Most, and possibly all, ovarian cancers start not in the ovaries but instead the fallopian tubes attached to them, a US study has found.
Analysis of more than 20,000 genes identified in high-grade pelvic cancers found ovarian cancer cells have more in common with cells covering the tips of fallopian tubes than with those on the surface of ovaries.
If biological biomarkers can be found for these ‘tubal cells’, future blood tests, advanced Pap smears, or direct tests on tubal tissue might be able to detect ovarian cancer earlier, say the authors of the study published in Nature Communications.
Although this will take many years to prove, they note.
“Based on a better understanding of its origins, our study suggests new strategies for the prevention and early detection of ovarian cancer,” said senior study author Douglas Levine, director of the Division of Gynecologic Oncology at the Perlmutter Cancer Center and professor of Obstetrics and Gynecology at NYU School of Medicine.

○ ○ ○ ○

Brief 1 - Write out the part of the ovarian cancer article from "Most, and possibly" to "in Nature Communications.".
Brief 2 - List the possible future tests that the ovarian cancer article says might detect ovarian cancer earlier.
The lines after this play no part here.

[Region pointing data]

○ ○ ○ ○

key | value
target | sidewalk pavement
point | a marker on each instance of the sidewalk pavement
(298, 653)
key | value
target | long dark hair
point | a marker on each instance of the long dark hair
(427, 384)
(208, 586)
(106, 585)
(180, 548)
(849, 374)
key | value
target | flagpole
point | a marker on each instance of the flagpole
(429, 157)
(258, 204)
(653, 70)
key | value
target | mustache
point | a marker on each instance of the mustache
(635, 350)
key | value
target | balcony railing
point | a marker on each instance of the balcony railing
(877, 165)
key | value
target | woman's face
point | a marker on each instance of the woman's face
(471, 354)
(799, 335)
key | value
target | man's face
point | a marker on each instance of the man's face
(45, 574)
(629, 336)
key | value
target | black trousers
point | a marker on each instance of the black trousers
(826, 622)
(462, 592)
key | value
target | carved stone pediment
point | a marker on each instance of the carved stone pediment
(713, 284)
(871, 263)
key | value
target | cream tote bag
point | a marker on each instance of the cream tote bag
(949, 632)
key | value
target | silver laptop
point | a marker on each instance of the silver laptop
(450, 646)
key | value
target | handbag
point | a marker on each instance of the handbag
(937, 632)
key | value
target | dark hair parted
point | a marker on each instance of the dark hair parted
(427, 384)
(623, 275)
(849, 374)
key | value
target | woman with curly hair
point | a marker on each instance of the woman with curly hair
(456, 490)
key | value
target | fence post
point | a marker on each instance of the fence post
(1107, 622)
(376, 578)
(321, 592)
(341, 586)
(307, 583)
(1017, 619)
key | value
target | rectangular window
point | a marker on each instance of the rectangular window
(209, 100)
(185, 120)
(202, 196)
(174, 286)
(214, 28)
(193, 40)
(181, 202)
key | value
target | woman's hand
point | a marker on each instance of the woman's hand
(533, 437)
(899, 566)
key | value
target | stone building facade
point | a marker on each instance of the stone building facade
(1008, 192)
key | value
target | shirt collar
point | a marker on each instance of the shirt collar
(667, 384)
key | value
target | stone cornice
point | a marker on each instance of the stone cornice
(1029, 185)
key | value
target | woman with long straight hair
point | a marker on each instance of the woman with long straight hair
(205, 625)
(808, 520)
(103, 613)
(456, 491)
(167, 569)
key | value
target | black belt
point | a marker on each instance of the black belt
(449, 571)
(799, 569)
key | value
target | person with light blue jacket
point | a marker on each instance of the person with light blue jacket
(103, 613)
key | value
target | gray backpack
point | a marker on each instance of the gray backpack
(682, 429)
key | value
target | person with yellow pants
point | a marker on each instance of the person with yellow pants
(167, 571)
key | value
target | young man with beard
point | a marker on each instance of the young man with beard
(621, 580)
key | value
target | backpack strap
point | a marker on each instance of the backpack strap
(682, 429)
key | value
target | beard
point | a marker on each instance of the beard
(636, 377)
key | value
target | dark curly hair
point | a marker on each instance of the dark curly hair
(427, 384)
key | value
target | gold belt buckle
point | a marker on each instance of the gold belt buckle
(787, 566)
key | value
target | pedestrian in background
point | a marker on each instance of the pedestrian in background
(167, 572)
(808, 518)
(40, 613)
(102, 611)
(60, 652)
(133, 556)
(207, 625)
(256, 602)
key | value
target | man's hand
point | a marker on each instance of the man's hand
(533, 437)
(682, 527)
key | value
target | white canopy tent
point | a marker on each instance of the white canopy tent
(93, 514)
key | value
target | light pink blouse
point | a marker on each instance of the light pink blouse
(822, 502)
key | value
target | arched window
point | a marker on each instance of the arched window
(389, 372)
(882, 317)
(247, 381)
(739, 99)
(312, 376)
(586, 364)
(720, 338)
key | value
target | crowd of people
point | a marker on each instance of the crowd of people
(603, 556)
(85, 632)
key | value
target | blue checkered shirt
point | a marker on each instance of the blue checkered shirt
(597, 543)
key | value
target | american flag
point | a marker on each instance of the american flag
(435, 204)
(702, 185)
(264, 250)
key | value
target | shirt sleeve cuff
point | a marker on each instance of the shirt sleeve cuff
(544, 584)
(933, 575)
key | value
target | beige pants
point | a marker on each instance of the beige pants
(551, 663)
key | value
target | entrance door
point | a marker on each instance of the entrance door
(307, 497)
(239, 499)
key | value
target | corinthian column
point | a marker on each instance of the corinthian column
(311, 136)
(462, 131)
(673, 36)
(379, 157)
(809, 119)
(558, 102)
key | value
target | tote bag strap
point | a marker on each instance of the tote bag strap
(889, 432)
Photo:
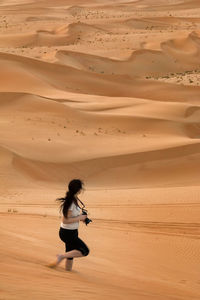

○ ○ ○ ○

Response box 1 -
Most, and possibly all, ovarian cancers start not in the ovaries but instead the fallopian tubes attached to them, a US study has found.
Analysis of more than 20,000 genes identified in high-grade pelvic cancers found ovarian cancer cells have more in common with cells covering the tips of fallopian tubes than with those on the surface of ovaries.
If biological biomarkers can be found for these ‘tubal cells’, future blood tests, advanced Pap smears, or direct tests on tubal tissue might be able to detect ovarian cancer earlier, say the authors of the study published in Nature Communications.

Response box 2 -
- Blood tests
- Advanced Pap smears
- Direct tests on tubal tissue